Task: Which lines of the data below contain the string "insect"? List each one in full.

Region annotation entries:
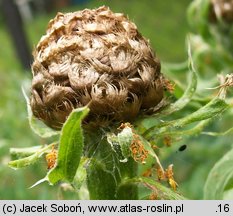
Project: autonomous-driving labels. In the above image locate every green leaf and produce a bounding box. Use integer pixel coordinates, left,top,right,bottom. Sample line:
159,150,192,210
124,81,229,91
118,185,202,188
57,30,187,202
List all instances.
10,145,43,159
22,88,60,138
160,44,197,115
120,177,187,200
202,127,233,136
204,149,233,200
47,107,89,184
144,97,230,139
8,143,54,169
117,126,133,158
72,157,89,190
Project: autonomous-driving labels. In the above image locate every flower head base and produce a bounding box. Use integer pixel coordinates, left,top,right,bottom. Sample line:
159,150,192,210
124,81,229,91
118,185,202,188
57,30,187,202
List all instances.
30,7,163,129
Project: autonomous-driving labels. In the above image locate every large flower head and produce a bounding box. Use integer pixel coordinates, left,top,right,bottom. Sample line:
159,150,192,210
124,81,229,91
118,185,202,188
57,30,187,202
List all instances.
30,7,163,129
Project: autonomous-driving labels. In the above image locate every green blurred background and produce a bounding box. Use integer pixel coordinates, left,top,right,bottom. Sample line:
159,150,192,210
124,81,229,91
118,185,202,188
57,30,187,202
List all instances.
0,0,230,199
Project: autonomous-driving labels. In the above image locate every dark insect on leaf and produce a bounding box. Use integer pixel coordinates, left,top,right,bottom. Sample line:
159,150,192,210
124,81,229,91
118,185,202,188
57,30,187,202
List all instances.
179,145,187,151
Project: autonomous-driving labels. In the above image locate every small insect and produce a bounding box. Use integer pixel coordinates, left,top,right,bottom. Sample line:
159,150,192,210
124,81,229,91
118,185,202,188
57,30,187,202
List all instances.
45,145,57,169
165,164,178,191
117,122,133,130
178,145,187,151
163,136,172,147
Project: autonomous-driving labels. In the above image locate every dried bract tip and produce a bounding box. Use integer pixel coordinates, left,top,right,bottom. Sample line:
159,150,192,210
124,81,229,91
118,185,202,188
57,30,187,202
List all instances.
30,7,164,129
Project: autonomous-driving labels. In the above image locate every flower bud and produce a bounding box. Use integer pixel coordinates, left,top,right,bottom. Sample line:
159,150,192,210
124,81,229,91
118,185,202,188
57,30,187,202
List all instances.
30,7,163,129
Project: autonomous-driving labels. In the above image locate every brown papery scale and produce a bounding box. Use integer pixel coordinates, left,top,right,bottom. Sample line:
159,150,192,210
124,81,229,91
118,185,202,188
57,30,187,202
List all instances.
30,7,163,129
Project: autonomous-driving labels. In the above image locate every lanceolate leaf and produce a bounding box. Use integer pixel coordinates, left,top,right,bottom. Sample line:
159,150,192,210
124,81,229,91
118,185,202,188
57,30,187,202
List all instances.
161,44,197,115
47,107,89,184
204,149,233,200
8,144,54,169
144,97,230,138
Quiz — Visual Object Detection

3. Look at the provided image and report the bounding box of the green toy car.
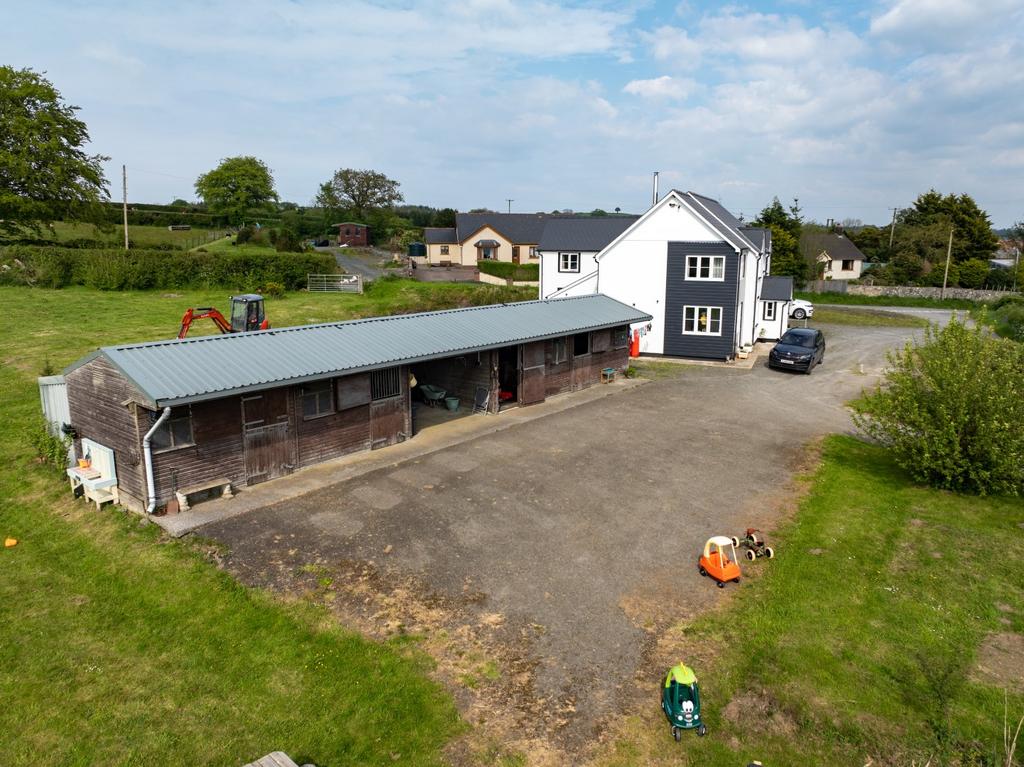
[662,664,708,740]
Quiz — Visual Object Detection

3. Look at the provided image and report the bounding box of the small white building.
[538,189,792,359]
[800,231,864,280]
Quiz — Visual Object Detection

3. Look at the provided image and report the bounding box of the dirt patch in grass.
[974,631,1024,692]
[722,690,799,737]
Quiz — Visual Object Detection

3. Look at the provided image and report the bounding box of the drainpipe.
[142,408,171,514]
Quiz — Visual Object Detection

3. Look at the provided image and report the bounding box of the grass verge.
[598,436,1024,767]
[794,291,978,307]
[0,281,540,765]
[811,306,928,328]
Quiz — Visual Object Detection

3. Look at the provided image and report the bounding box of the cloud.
[623,75,696,100]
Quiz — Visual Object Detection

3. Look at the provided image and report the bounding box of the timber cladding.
[65,357,150,505]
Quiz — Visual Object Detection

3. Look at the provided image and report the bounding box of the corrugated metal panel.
[69,295,651,407]
[39,376,71,436]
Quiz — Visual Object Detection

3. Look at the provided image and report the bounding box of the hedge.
[0,246,338,290]
[476,259,541,283]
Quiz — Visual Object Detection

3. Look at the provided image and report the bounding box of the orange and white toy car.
[698,536,739,589]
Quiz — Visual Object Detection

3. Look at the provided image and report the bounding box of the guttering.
[142,408,171,514]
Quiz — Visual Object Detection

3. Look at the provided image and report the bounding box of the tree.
[958,258,989,288]
[0,67,110,235]
[854,321,1024,496]
[751,197,808,286]
[431,208,458,228]
[896,189,999,262]
[196,157,278,226]
[316,168,404,221]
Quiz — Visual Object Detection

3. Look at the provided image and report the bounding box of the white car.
[790,298,814,319]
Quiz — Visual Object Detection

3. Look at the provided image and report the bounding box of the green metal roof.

Response to the exercise:
Project: autonomous-driving labels. In the above image locate every dark insect on leaf and produce a bounding box. Use integer pixel coordinates, left,top,right,bottom. Sample line:
Project: autonomous-driving labels. In the above image locate every small insect and produce a bounding box. Use integer pixel coordinates, left,top,right,bottom. Sample line:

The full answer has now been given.